## [ZITIERTER AUSZUG]

· · ·

Nächstenliebe

N

Nahatkami

Guest
Hallo ihr alle,

mich würde mal interessieren, was ihr unter Nächstenliebe versteht.

Immerhin ist dies ja ein Aspekt, der in jeder Religion oder jeder Tradition oder esoterischen Richtung eine große Bedeutung einnimmt. Wenn ich hier im Forum so manche Beiträge lese, frage ich mich, ob überhaupt jemand diese Nächstenliebe, die ja Grundlage für spirituelles Wachstum ist, befolgt. Das was ich hier sehe ist "immer die Fehler im anderen sehen", "immer auf den Aussagen der anderen herumhacken, mit denen ich selbst nicht übereinstimme", "immer nur meinen Weg sehen" usw.

· · ·

Datenauszüge zum Zeigen auf Objekte
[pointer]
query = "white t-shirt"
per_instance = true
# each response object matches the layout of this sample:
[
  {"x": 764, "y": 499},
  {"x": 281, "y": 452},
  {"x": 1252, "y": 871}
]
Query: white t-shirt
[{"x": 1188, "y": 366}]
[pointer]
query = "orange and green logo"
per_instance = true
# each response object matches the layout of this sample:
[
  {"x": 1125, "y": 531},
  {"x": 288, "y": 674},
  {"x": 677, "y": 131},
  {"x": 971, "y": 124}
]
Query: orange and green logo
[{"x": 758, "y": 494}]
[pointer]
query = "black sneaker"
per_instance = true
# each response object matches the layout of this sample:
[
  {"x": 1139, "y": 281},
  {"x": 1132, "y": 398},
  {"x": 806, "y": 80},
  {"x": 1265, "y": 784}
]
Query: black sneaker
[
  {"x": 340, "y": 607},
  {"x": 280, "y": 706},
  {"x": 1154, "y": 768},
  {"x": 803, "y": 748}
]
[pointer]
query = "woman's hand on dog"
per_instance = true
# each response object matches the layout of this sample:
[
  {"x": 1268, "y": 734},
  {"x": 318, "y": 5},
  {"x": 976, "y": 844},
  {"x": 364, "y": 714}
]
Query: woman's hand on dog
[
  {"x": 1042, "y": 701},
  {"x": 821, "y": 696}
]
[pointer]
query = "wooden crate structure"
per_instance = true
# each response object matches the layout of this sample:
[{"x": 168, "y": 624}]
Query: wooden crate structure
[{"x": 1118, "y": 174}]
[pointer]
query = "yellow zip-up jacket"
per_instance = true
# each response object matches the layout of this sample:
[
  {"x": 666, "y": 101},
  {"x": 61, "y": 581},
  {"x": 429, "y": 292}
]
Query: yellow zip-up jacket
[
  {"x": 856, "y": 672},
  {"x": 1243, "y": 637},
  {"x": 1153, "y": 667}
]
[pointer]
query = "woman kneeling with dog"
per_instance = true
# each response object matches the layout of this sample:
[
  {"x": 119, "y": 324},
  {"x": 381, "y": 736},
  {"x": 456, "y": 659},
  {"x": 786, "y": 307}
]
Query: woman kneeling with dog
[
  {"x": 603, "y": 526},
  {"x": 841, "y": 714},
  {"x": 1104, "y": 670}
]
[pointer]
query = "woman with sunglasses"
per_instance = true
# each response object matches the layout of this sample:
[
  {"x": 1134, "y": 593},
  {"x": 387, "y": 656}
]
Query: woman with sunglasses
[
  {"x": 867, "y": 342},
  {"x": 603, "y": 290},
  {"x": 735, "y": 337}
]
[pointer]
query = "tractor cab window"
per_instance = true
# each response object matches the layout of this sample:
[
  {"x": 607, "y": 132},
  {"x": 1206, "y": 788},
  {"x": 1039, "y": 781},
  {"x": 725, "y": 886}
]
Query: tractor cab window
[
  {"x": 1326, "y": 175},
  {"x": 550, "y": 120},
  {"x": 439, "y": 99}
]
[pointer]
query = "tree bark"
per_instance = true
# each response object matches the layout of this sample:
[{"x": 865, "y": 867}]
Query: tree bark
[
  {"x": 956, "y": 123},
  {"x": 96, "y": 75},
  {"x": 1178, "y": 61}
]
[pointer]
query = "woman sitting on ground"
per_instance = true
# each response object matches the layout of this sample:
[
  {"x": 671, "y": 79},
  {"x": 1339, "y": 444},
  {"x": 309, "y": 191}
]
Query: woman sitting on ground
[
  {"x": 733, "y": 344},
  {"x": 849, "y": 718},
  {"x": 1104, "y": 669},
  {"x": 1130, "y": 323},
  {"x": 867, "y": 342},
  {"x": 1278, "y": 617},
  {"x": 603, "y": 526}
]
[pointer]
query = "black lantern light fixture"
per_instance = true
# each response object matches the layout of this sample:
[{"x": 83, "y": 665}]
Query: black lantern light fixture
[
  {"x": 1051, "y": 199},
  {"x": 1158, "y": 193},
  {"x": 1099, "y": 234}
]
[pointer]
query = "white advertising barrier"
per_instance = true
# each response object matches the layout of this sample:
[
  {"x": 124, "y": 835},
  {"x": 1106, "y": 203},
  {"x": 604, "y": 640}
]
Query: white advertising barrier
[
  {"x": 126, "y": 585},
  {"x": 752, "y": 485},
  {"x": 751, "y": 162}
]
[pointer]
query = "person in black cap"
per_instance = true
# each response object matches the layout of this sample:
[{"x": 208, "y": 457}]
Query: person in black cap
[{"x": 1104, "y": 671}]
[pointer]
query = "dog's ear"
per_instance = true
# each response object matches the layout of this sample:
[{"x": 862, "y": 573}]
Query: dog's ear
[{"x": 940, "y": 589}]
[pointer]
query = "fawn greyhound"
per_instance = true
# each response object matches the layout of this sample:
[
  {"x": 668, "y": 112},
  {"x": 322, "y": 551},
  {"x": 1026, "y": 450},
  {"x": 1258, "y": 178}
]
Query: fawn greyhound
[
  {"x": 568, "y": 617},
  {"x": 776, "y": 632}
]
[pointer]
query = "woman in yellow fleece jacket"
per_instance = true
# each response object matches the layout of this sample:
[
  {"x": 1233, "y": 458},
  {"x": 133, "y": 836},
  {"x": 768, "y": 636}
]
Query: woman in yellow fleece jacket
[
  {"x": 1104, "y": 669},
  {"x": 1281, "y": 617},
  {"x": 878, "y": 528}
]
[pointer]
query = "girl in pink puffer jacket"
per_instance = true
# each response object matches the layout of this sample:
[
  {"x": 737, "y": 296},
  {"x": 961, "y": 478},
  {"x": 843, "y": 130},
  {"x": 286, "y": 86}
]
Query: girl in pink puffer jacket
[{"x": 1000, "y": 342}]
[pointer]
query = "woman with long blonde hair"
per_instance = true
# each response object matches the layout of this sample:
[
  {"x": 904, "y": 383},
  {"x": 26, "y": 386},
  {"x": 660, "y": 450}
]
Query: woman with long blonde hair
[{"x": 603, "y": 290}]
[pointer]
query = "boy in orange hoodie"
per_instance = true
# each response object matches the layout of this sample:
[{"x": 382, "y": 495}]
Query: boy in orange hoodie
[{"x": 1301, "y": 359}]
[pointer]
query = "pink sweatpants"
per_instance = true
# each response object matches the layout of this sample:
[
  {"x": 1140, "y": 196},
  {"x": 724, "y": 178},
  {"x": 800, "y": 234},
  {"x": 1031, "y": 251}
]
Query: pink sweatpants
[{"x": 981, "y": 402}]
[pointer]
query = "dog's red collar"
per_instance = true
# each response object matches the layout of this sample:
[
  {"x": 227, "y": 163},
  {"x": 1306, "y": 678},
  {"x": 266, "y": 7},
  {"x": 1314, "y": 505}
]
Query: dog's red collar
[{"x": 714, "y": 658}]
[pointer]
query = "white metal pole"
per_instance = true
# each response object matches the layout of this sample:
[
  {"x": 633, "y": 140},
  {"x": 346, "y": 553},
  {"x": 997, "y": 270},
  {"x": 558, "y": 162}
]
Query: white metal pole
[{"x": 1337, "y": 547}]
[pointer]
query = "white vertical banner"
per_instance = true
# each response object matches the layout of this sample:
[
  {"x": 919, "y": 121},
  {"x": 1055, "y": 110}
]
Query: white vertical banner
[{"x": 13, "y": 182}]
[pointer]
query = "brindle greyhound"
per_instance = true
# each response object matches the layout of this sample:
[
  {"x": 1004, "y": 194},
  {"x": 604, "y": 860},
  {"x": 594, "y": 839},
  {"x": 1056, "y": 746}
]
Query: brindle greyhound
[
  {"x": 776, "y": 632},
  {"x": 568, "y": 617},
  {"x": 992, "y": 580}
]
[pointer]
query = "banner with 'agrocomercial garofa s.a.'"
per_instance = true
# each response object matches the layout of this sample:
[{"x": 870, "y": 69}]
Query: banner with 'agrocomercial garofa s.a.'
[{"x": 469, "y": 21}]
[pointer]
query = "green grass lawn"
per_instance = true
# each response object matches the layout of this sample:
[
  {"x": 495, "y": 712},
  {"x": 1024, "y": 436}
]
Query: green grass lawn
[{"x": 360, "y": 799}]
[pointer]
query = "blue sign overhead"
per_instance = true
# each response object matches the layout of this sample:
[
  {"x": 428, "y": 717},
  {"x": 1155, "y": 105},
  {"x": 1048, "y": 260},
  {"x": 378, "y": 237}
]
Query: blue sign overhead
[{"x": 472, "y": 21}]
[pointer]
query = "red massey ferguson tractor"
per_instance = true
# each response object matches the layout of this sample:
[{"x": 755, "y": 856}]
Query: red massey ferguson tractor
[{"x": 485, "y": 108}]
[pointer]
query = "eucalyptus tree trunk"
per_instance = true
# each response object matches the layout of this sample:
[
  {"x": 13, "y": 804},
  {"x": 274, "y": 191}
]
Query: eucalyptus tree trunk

· · ·

## [AUFGABENSTELLUNG]
Als Grundlage wofür bezeichnet der Forumsbeitrag zur Nächstenliebe diese? Die Daten spielen hierfür keine Rolle.

## [ENDERGEBNIS]
Als Grundlage für spirituelles Wachstum.